EXCERPT PROVIDED Start Marker
Nowadays, the recommendation system has higher and higher requirements for real-time performance. The process of real-time recommendation can be summarized as follows: the recommendation system generates recommendations for users’ requests, users give feedback on the recommendation results (buy/click/leave, etc.), and the recommendation system makes new recommendations based on users’ feedback. There are two things to note about this process:

  • This can be seen as a process of continuous interaction between the recommender system and the user.
  • Recommendation systems need to respond quickly and timely to user feedback.

Both of these are achieved through reinforcement learning and Flink, respectively, but before doing so, some background concepts should be understood.

Reinforcement learning

Reinforcement Learning: An Introduction, a well-known textbook in the field of Reinforcement Learning, begins:

When we think about the nature of learning, the first thing that probably comes to mind is learning in constant interaction with the environment. When a baby is playing, waving its arms or looking around, it doesn’t have any teachers, but it does have a direct sense of what’s going on in its environment.

The main process of reinforcement learning is to build an agent and make it learn continuously in the process of interacting with the environment in order to obtain the maximum expected reward. It is a very general learning paradigm that can be used to model a wide variety of problems, such as games, robotics, autonomous driving, human-computer interaction, recommendations, health care, and more. The main difference between reinforcement learning and supervised learning is that reinforcement learning learns through trial-and-error based on delayed feedback, while supervised learning learns with clear feedback information at each step.
EXCERPT PROVIDED End Marker
ENTRIES SHOWN Start Marker
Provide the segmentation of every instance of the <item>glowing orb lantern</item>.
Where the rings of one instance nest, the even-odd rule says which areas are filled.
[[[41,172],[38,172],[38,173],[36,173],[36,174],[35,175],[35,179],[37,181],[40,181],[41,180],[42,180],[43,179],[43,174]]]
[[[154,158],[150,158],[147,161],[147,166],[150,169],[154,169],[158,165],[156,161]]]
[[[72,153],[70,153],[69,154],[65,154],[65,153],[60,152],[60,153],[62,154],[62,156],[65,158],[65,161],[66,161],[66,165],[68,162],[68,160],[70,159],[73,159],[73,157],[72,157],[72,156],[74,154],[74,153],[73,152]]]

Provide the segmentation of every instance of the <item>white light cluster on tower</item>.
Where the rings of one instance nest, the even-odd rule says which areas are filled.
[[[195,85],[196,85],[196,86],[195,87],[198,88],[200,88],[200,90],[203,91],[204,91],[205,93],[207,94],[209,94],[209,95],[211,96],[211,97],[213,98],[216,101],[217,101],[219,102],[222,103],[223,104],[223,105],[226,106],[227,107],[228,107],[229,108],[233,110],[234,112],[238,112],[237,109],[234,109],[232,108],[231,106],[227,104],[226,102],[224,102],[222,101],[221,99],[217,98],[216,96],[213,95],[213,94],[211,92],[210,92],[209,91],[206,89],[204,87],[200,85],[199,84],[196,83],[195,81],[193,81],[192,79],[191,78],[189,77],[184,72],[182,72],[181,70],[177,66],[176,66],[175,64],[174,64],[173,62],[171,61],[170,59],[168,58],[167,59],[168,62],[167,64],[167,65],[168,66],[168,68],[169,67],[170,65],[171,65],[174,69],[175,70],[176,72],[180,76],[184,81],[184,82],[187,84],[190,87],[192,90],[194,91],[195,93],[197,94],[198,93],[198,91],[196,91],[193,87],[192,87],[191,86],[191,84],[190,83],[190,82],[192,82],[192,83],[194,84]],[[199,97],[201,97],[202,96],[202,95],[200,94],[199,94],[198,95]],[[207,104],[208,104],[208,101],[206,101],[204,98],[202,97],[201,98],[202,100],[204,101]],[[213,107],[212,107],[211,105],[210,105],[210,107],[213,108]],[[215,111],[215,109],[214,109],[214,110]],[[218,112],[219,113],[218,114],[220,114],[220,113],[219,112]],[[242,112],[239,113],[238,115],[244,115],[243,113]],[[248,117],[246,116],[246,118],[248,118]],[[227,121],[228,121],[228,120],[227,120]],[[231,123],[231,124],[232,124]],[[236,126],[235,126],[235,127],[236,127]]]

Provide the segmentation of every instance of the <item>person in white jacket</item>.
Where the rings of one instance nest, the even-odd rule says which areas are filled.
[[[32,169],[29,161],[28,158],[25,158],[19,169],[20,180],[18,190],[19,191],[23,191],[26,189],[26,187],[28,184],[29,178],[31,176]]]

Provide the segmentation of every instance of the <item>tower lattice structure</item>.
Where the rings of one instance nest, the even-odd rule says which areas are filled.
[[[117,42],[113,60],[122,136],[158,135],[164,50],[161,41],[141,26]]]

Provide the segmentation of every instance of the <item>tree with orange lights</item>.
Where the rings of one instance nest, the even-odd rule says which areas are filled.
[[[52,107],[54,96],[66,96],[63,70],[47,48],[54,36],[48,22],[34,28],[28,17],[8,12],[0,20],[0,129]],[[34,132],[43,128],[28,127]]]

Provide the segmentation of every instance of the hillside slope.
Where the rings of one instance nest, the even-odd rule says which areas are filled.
ENTRIES SHOWN End Marker
◆ **TASK REQUIREMENTS**
In the text on real-time recommendation, how does reinforcement learning differ from supervised learning in the feedback it learns from? Answer in one to three sentences.

◆ **RESULT FOR THIS TASK**
Reinforcement learning learns through trial and error based on delayed feedback. Supervised learning learns with clear feedback information at each step.